(Collected data entries)
▼
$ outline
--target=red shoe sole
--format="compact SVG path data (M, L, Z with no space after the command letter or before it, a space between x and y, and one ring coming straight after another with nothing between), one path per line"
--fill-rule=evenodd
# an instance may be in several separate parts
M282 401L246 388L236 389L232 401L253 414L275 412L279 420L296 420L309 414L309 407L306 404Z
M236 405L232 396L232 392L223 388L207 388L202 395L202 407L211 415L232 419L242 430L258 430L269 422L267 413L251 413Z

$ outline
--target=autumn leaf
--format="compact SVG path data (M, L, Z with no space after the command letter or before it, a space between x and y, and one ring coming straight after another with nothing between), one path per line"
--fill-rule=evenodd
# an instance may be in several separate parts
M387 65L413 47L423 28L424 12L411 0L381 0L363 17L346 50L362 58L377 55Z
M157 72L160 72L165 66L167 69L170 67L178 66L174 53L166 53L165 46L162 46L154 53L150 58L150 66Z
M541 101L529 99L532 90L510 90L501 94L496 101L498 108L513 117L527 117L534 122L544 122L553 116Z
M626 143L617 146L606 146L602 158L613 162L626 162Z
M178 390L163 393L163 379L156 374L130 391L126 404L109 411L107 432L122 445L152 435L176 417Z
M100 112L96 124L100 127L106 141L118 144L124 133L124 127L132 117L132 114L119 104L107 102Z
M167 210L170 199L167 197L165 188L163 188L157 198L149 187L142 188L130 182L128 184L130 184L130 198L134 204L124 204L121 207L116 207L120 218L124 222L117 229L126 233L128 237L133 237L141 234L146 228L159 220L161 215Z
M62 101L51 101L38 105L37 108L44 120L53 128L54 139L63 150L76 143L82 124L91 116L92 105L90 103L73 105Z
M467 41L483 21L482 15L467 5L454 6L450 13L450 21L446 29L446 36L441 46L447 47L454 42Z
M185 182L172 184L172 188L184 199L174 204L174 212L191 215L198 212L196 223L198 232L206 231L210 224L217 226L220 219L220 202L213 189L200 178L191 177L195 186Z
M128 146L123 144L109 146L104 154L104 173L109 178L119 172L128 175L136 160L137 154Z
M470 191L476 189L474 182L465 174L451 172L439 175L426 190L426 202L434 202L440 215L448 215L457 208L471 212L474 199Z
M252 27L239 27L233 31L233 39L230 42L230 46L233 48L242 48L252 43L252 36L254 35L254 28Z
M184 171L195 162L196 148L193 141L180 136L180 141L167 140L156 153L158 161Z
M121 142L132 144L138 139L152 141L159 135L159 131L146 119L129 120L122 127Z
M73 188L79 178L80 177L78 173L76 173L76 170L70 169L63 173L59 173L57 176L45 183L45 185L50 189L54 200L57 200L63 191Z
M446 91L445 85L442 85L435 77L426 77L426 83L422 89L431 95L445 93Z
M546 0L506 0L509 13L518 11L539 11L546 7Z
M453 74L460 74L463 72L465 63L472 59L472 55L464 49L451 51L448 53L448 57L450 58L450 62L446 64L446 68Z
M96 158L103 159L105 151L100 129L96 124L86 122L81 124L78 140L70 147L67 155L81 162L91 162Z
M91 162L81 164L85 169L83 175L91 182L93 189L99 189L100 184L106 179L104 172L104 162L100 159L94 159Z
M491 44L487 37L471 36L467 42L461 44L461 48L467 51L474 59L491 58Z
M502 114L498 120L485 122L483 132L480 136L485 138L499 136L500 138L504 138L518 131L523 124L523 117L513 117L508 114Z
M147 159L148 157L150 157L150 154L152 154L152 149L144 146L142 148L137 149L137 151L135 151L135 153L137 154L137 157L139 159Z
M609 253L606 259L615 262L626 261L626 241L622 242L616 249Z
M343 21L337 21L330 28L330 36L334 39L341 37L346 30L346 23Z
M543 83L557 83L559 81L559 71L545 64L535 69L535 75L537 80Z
▲
▸ What the task requires
Write all the data out again, exactly.

▸ Result of the task
$ outline
--target=red shoe sole
--format="compact SVG path data (M, L, Z with no space after the command letter or before it, a space between x and y, and one ring coming straight after another with nothing between), one path per line"
--fill-rule=evenodd
# an instance may be in several separate parts
M282 401L246 388L236 389L232 401L253 414L275 412L279 420L296 420L309 414L309 407L306 404Z
M236 405L232 396L232 392L223 388L207 388L202 395L202 407L211 415L232 419L242 430L258 430L269 422L267 413L251 413Z

$ outline
--target=autumn leaf
--format="compact SVG path data (M, L, Z with no space after the command letter or before it, a space between x and y, and one ring coming straight after another with nothing between), one path per line"
--fill-rule=evenodd
# an instance may be in several separate parts
M387 65L413 47L423 28L424 12L411 0L381 0L363 17L346 50L362 58L377 55Z
M157 72L160 72L165 66L167 69L170 67L178 66L174 53L166 53L165 46L162 46L154 53L150 58L150 66Z
M541 101L529 99L532 90L510 90L501 94L496 101L498 108L513 117L527 117L534 122L544 122L553 116Z
M626 143L617 146L606 146L602 158L613 162L626 162Z
M178 390L163 393L163 379L156 374L130 391L126 404L109 411L107 432L122 445L152 435L176 417Z
M100 112L96 124L100 127L106 141L118 144L124 133L124 127L132 117L132 114L119 104L107 102Z
M167 210L170 199L167 197L165 188L163 188L157 198L149 187L142 188L130 182L128 184L130 184L130 198L134 204L124 204L121 207L116 207L120 218L124 222L117 229L126 233L128 237L133 237L141 234L146 228L159 220L161 215Z
M62 101L51 101L38 105L37 108L44 120L53 128L54 139L63 150L76 143L82 124L91 116L92 105L90 103L73 105Z
M467 41L483 21L482 15L467 5L454 6L450 13L450 21L446 29L446 36L441 46L447 47L454 42Z
M185 182L172 184L172 188L184 199L174 204L174 212L191 215L198 212L196 223L198 232L206 231L210 224L217 226L220 219L220 202L213 189L200 178L191 177L195 186Z
M128 146L123 144L109 146L104 154L104 173L109 178L119 172L128 175L136 160L137 154Z
M470 191L476 189L474 182L465 174L451 172L439 175L426 190L426 202L434 202L440 215L448 215L457 208L471 212L474 199Z
M252 27L239 27L233 31L233 39L230 42L230 46L233 48L242 48L252 43L252 36L254 35L254 28Z
M184 171L195 162L196 148L193 141L180 136L180 141L167 140L156 153L158 161Z
M121 142L132 144L138 139L152 141L159 135L159 131L146 119L129 120L122 127Z
M73 188L79 178L80 177L78 173L76 173L76 170L70 169L63 173L59 173L57 176L45 183L45 185L50 189L54 200L57 200L63 191Z
M446 91L445 85L442 85L435 77L426 77L426 83L422 89L431 95L445 93Z
M546 0L506 0L509 13L518 11L539 11L546 7Z
M453 74L460 74L463 72L465 63L472 59L472 55L464 49L451 51L448 53L448 57L450 58L450 62L446 64L446 68Z
M96 158L103 159L105 151L100 129L96 124L86 122L81 124L78 140L70 147L67 155L81 162L91 162Z
M91 162L81 164L85 169L83 175L91 182L93 189L99 189L100 184L106 179L104 172L104 162L100 159L94 159Z
M491 44L487 37L471 36L467 42L461 44L461 48L467 51L474 59L491 58Z
M502 114L498 120L485 122L483 132L480 136L485 138L499 136L500 138L504 138L518 131L523 124L523 117L513 117L508 114Z
M147 159L148 157L150 157L150 154L152 154L152 149L144 146L142 148L137 149L137 151L135 151L135 153L137 154L137 157L139 159Z
M609 253L606 259L615 262L626 261L626 241L622 242L616 249Z
M343 21L337 21L330 28L330 36L334 39L341 37L346 30L346 23Z
M543 83L557 83L559 81L559 71L545 64L535 69L535 75L537 80Z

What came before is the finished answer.